[Rows from a dataset]
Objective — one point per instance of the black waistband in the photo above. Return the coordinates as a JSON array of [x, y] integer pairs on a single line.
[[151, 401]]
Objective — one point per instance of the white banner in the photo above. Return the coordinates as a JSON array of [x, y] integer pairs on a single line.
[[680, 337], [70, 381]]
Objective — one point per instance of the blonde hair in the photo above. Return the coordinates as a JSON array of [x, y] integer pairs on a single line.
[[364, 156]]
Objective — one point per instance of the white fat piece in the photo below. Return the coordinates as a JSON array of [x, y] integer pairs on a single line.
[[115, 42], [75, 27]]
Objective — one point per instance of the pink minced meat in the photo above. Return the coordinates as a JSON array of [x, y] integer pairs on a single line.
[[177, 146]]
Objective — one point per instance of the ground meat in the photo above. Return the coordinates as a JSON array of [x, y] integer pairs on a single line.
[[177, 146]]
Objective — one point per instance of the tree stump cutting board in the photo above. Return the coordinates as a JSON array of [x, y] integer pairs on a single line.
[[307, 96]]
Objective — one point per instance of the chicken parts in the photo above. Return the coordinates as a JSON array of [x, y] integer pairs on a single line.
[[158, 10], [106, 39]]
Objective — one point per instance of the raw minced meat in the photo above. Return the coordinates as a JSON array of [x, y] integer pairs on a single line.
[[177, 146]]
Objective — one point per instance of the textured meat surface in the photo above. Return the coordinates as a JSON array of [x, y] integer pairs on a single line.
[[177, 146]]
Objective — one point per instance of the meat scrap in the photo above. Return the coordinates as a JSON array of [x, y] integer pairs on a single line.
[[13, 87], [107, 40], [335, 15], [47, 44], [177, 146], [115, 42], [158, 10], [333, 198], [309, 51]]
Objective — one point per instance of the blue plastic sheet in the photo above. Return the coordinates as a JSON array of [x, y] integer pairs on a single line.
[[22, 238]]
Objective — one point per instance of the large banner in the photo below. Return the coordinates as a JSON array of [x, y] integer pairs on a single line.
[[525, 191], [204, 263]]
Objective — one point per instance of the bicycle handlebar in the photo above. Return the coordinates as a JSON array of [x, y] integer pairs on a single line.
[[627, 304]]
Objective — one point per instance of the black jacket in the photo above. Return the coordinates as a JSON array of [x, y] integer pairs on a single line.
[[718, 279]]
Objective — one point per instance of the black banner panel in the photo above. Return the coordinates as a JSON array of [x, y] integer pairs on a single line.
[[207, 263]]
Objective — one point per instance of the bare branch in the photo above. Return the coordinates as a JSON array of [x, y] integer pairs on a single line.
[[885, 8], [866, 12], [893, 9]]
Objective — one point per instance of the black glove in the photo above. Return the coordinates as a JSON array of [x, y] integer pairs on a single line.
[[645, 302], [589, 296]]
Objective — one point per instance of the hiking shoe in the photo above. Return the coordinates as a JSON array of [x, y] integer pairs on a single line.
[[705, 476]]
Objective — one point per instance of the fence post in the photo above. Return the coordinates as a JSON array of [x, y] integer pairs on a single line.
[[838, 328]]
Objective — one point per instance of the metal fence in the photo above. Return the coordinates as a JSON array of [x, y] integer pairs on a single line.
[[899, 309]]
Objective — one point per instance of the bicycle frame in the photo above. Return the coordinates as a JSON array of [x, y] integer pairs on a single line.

Work to be completed
All entries must be repeated verbatim.

The reply
Objective — one point per instance of the black waistband in the photo above. Return the coordinates as a JSON array of [x, y] integer pairs on a single line.
[[151, 401]]
Objective — one point per instance of the white banner in the photo above. Return the coordinates as a JSON array of [x, y] integer pairs on a single line.
[[680, 337], [70, 381]]
Objective — one point per instance of the blonde hair in the photo above. Return the coordinates as a JSON array of [x, y] integer pairs on a single line.
[[364, 156]]
Objective — one point per instance of the white fat piece in the photo below. Return the coordinates as a JSON array of [x, y] integer pairs on a single line.
[[115, 42], [75, 27]]
Objective — one point per instance of the pink minced meat in the photo above. Return the coordinates as a JSON array of [x, y] integer pairs on a single line.
[[177, 146]]
Objective — one point per instance of the ground meat in the photo above. Return the coordinates as a JSON array of [x, y] integer pairs on a single line.
[[177, 146]]
Objective — one point per instance of the tree stump cutting board in the photo above. Return the coordinates as a JSON array of [x, y] integer pairs on a single line.
[[307, 96]]
Objective — one point per instance of the chicken parts in the photo above. Return the coordinates as a JSON array of [x, y] integer pairs on a single line.
[[158, 10], [106, 39]]
Objective — one point per instance of the raw minced meat in the photo above. Return the coordinates as a JSON array of [x, y] integer pairs on a single line.
[[177, 146]]
Objective — one point per instance of the textured meat surface in the photo above. Return the coordinates as a JSON array of [x, y] integer pairs on a single line.
[[177, 146]]
Objective — one point per instance of the meat scrap in the photo above. Return the coordinates as a JSON array of [x, y] integer pairs on a single line.
[[13, 87], [107, 40], [335, 15], [47, 44], [177, 146], [115, 42], [158, 10], [333, 198], [309, 51]]
Objective — one point per instance of the blue plastic sheet in the photo above. Return the coordinates as a JSON array of [x, y] integer pairs on a single line.
[[22, 238]]
Objective — one point per instance of the large banner in the photo below. Return the coordinates as a JSON array of [x, y] integer pairs on a single line.
[[525, 191], [204, 263]]
Objective — one point per instance of the bicycle handlebar in the photo above. Return the coordinates as a JSON array of [x, y] integer pairs on a single line.
[[627, 304]]
Objective — one point per instance of the black jacket in the photo above. Return the coordinates as a JSON array of [x, y] integer pairs on a single line.
[[718, 279]]
Objective — one point per instance of the black banner panel in the photo above. Return the coordinates as a JSON array of [x, y] integer pairs on a single line.
[[207, 263]]
Objective — one point per instance of the bare branch in the photo above. Return the coordinates as a JSON array of [x, y] integer pairs on a single line.
[[885, 8], [866, 12], [893, 9]]
Objective — one point per instance of the black glove in the photo above. Return the coordinates as a JSON array of [x, y] integer pairs on a single line.
[[645, 302], [589, 296]]
Objective — one point per instance of the hiking shoe in the photo above. Return the coordinates as a JSON array of [x, y] integer pairs on a single line.
[[705, 476]]
Objective — one point per instance of the fence post in the photo above. Return the coordinates as a JSON array of [x, y] integer pairs on a single line.
[[838, 328]]
Objective — one point per instance of the metal fence in the photo above. Return the coordinates as a JSON array of [x, y] integer pairs on a single line.
[[899, 309]]
Objective — one point per instance of the bicycle frame in the photo above. Return the coordinates as a JSON array of [x, y] integer pairs on a single line.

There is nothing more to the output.